» DIRECTIONS
Output the records below verbatim, minus the pictures.

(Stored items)
-.-.-
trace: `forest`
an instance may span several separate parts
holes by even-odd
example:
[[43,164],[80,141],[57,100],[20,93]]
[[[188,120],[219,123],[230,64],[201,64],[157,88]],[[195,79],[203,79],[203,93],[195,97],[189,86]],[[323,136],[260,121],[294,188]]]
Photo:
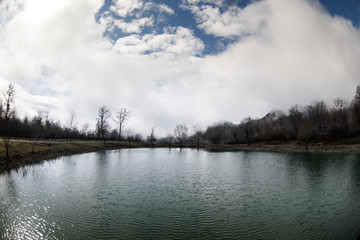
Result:
[[[360,136],[360,86],[356,88],[353,99],[349,101],[336,98],[332,106],[324,101],[315,100],[307,106],[295,104],[287,112],[271,111],[262,118],[242,119],[238,123],[221,122],[201,129],[198,125],[189,128],[178,124],[166,137],[156,136],[157,125],[149,130],[149,135],[142,136],[133,130],[125,129],[125,123],[131,117],[130,111],[122,108],[112,115],[107,106],[101,106],[94,118],[97,120],[95,130],[88,124],[81,128],[75,122],[76,113],[71,111],[65,124],[37,115],[19,118],[14,107],[16,90],[13,84],[3,89],[0,99],[0,136],[8,148],[10,139],[88,139],[150,142],[151,144],[168,144],[183,146],[220,146],[223,144],[274,143],[298,141],[304,144],[311,142],[336,142],[349,140],[357,143]],[[118,126],[111,129],[110,122]]]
-.-.-
» WRITTEN SOLUTION
trace: `forest`
an instance may span several separate parts
holes by even-odd
example:
[[43,164],[80,141],[57,100],[20,93]]
[[[188,120],[219,123],[230,64],[201,64],[157,88]],[[195,79],[203,79],[203,93],[195,97],[189,86]],[[323,136],[260,121],[294,188]]]
Photo:
Result:
[[[360,136],[360,86],[356,88],[353,99],[349,101],[336,98],[332,106],[324,101],[315,100],[307,106],[295,104],[287,112],[271,111],[262,118],[242,119],[238,123],[221,122],[201,129],[198,125],[189,128],[178,124],[166,137],[156,136],[157,125],[149,130],[149,135],[142,136],[133,130],[125,129],[125,123],[131,117],[130,111],[122,108],[112,115],[107,106],[101,106],[94,118],[97,120],[95,130],[88,124],[81,128],[75,122],[76,113],[71,111],[65,124],[37,115],[19,118],[14,107],[16,90],[13,84],[3,89],[0,99],[0,136],[8,148],[10,139],[88,139],[150,142],[151,144],[168,144],[183,146],[220,146],[223,144],[274,143],[298,141],[304,144],[311,142],[336,142],[349,140],[357,143]],[[118,126],[111,129],[110,122]]]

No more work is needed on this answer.